= Task directions =
Once you have read the records, output them exactly.

───── The data

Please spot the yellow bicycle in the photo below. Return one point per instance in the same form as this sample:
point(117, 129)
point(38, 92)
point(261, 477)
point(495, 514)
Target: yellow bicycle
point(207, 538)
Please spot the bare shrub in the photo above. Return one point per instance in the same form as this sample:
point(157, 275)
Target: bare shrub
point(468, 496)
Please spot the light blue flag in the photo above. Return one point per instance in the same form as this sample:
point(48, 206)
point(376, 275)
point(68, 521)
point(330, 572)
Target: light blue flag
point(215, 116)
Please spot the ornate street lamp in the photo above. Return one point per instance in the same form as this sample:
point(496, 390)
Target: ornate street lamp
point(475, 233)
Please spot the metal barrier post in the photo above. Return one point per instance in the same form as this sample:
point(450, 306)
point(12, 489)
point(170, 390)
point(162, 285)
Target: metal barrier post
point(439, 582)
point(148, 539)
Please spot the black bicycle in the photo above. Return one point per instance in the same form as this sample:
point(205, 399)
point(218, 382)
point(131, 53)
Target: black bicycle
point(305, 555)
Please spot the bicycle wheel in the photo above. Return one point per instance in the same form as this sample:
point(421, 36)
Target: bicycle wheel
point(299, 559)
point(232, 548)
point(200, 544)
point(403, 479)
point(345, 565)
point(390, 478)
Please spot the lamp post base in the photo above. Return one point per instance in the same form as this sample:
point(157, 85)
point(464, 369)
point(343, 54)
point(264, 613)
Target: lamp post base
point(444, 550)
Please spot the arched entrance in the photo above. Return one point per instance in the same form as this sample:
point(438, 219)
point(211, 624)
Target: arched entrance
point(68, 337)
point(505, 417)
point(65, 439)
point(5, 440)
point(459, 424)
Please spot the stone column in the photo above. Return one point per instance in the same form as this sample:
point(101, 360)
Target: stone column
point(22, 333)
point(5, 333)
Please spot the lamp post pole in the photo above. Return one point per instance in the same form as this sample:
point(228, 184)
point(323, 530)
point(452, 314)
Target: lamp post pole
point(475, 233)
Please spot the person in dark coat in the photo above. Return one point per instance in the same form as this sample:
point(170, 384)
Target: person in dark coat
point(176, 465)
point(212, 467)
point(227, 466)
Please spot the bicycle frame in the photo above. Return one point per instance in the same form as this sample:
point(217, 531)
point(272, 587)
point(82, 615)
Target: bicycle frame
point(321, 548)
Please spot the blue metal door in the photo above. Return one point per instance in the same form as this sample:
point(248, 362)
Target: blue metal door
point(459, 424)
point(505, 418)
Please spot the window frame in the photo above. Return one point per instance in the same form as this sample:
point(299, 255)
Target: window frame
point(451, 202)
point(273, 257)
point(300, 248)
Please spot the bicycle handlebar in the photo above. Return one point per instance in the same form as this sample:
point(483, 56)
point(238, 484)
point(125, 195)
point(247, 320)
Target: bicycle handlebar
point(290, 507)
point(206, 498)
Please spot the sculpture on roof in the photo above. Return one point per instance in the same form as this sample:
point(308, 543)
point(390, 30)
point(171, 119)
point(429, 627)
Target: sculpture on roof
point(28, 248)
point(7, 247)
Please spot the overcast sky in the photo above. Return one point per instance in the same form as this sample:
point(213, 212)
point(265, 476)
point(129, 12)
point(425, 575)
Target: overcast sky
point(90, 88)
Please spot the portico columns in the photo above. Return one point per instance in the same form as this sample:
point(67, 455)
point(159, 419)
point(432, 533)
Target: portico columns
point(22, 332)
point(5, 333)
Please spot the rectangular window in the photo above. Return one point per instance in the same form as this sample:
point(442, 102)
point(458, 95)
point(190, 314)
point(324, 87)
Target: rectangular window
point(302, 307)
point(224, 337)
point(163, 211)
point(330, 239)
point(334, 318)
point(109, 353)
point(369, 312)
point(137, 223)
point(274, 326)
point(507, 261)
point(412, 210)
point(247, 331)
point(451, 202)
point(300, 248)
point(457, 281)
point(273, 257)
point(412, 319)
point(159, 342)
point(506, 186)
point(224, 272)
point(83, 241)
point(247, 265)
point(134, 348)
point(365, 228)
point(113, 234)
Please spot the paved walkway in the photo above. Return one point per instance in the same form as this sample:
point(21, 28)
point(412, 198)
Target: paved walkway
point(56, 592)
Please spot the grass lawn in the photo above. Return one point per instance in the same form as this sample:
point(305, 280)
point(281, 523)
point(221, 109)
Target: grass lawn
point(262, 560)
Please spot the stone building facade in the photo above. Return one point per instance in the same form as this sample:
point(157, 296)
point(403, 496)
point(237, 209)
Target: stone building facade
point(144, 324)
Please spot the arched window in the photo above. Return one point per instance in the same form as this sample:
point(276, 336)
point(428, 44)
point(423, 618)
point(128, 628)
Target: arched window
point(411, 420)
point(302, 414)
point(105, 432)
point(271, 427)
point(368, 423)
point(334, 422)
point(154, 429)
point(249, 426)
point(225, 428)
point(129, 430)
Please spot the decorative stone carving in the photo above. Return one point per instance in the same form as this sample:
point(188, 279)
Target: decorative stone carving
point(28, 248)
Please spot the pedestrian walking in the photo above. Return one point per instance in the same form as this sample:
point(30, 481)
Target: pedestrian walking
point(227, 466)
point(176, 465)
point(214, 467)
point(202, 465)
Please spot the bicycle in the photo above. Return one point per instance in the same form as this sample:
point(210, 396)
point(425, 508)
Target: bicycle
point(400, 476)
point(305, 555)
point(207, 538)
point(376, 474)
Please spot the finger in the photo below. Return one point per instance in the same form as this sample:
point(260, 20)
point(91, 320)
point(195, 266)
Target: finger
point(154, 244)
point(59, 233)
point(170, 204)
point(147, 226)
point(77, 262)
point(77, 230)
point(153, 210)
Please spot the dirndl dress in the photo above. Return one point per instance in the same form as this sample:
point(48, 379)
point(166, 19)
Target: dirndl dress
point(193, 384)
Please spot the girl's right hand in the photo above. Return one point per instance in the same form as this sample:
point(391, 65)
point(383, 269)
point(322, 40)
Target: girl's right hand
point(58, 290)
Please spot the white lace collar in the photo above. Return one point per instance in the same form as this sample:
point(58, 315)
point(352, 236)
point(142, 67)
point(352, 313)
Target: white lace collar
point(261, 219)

──────────

= Task solution =
Please spot the yellow bicycle in the photo below. Return one point per instance in the same form as this sample:
point(117, 129)
point(38, 92)
point(261, 477)
point(495, 514)
Target: yellow bicycle
point(207, 538)
Please spot the bare shrub in the photo above. Return one point per instance in the same form as this sample:
point(157, 275)
Target: bare shrub
point(468, 496)
Please spot the light blue flag in the photo above. Return one point per instance in the same form as this sample:
point(48, 206)
point(376, 275)
point(68, 521)
point(330, 572)
Target: light blue flag
point(215, 116)
Please spot the ornate street lamp in the photo above. Return one point per instance in the same form as this sample:
point(496, 390)
Target: ornate street lamp
point(475, 233)
Please spot the metal barrier post in the photo above. Return one point per instance in the same form as this sample:
point(450, 306)
point(12, 489)
point(170, 390)
point(162, 285)
Target: metal barrier post
point(439, 582)
point(148, 539)
Please spot the black bicycle in the photo above. Return one point per instance in the same form as this sample:
point(205, 399)
point(218, 382)
point(131, 53)
Target: black bicycle
point(305, 555)
Please spot the bicycle wheel in the photo above. Return one point per instance in the same form as this sample:
point(421, 36)
Target: bicycle wheel
point(299, 559)
point(232, 548)
point(200, 544)
point(403, 479)
point(345, 565)
point(390, 478)
Please spot the lamp post base in the photo above. Return one point per instance in the same form as this sample:
point(157, 85)
point(464, 369)
point(343, 54)
point(264, 613)
Target: lamp post base
point(444, 550)
Please spot the arched entrance in the photo above. Return one point per instance in the same form as this sample:
point(438, 219)
point(211, 624)
Target: arched entrance
point(68, 337)
point(505, 417)
point(65, 439)
point(5, 440)
point(459, 424)
Please spot the stone column in the photo above. Return one point per instance in the same form as this sample:
point(101, 360)
Target: stone column
point(22, 333)
point(5, 333)
Please spot the lamp post pole in the photo above. Return one point per instance in the same form as this sample:
point(228, 184)
point(323, 530)
point(452, 314)
Target: lamp post pole
point(475, 233)
Please spot the person in dark coat in the photo above. Return one point per instance in the same form as this sample:
point(170, 384)
Target: person in dark coat
point(176, 465)
point(212, 467)
point(227, 466)
Please spot the bicycle frame in the photo above. Return one point per instance in the same form as this sample:
point(217, 531)
point(272, 587)
point(82, 615)
Target: bicycle frame
point(321, 548)
Please spot the blue metal door in the photo above. Return one point per instance in the same form as this sample:
point(248, 362)
Target: blue metal door
point(459, 424)
point(505, 418)
Please spot the window frame in the photo above. Return one point per instance in the same form as this sample:
point(299, 255)
Target: window frame
point(451, 202)
point(273, 257)
point(300, 248)
Please spot the bicycle handlebar in the photo above. Return one point per instance in the same form as this sample:
point(483, 56)
point(238, 484)
point(125, 195)
point(247, 320)
Target: bicycle handlebar
point(290, 507)
point(206, 498)
Please spot the sculpture on roof in the photo above. Return one point per instance in the same form as this sample:
point(308, 543)
point(390, 30)
point(171, 119)
point(429, 627)
Target: sculpture on roof
point(28, 248)
point(7, 247)
Please spot the overcast sky in the photo above. Return one point per instance in the same form as this sample:
point(213, 212)
point(265, 476)
point(129, 12)
point(425, 575)
Target: overcast sky
point(90, 88)
Please spot the portico columns in the photo above. Return one point per instance in the same form as this sample:
point(67, 455)
point(159, 419)
point(432, 533)
Target: portico columns
point(22, 332)
point(5, 333)
Please spot the rectangular window in the photo above. Return one point per instance in the same form as this sample:
point(442, 102)
point(458, 95)
point(190, 314)
point(324, 87)
Target: rectangular window
point(302, 307)
point(224, 337)
point(163, 211)
point(330, 239)
point(334, 318)
point(109, 353)
point(369, 312)
point(137, 223)
point(274, 326)
point(507, 261)
point(412, 210)
point(247, 331)
point(451, 202)
point(300, 248)
point(457, 281)
point(273, 257)
point(412, 319)
point(159, 342)
point(506, 186)
point(224, 272)
point(83, 241)
point(247, 265)
point(134, 348)
point(365, 228)
point(113, 234)
Please spot the paved walkway in the photo above. Return one point per instance in the same form as this sample:
point(21, 28)
point(412, 198)
Target: paved walkway
point(56, 592)
Please spot the grass lawn in the photo above. Return one point per instance in the same form as this sample:
point(305, 280)
point(281, 523)
point(221, 109)
Target: grass lawn
point(262, 560)
Please spot the stone building facade in the photo above. Return one point per instance in the same form as this sample:
point(157, 296)
point(403, 496)
point(237, 209)
Target: stone building facade
point(144, 324)
Please spot the arched window in the photo above. Return one point per instance in the same form as this sample:
point(276, 336)
point(428, 44)
point(423, 618)
point(128, 628)
Target: arched window
point(411, 420)
point(302, 414)
point(105, 432)
point(271, 427)
point(368, 423)
point(334, 422)
point(154, 429)
point(249, 426)
point(225, 428)
point(129, 430)
Please spot the decorative stone carving in the photo above. Return one point per instance in the same form as this sample:
point(188, 279)
Target: decorative stone carving
point(28, 248)
Please spot the pedestrian walking in the photo above. Return one point per instance in the same form as this sample:
point(30, 481)
Target: pedestrian walking
point(227, 466)
point(176, 465)
point(214, 467)
point(202, 465)
Please spot the bicycle in the photo above. Return one point per instance in the same form as this sample:
point(210, 396)
point(425, 508)
Target: bicycle
point(400, 476)
point(305, 555)
point(207, 538)
point(376, 474)
Please spot the finger in the photo below. Return one point per instance in the same form as this sample:
point(260, 20)
point(91, 320)
point(195, 266)
Target: finger
point(154, 244)
point(59, 233)
point(170, 204)
point(147, 226)
point(77, 262)
point(77, 230)
point(153, 210)
Please spot the dirndl dress in the photo above. Return one point per instance in the same form as this sample:
point(48, 379)
point(166, 19)
Target: dirndl dress
point(193, 384)
Please spot the girl's right hand in the photo above. Return one point per instance in the same form as this sample:
point(391, 65)
point(383, 269)
point(322, 40)
Target: girl's right hand
point(58, 290)
Please spot the white lace collar in the photo above. Return one point per instance in the same form as this sample:
point(58, 315)
point(352, 236)
point(142, 67)
point(352, 313)
Target: white lace collar
point(261, 219)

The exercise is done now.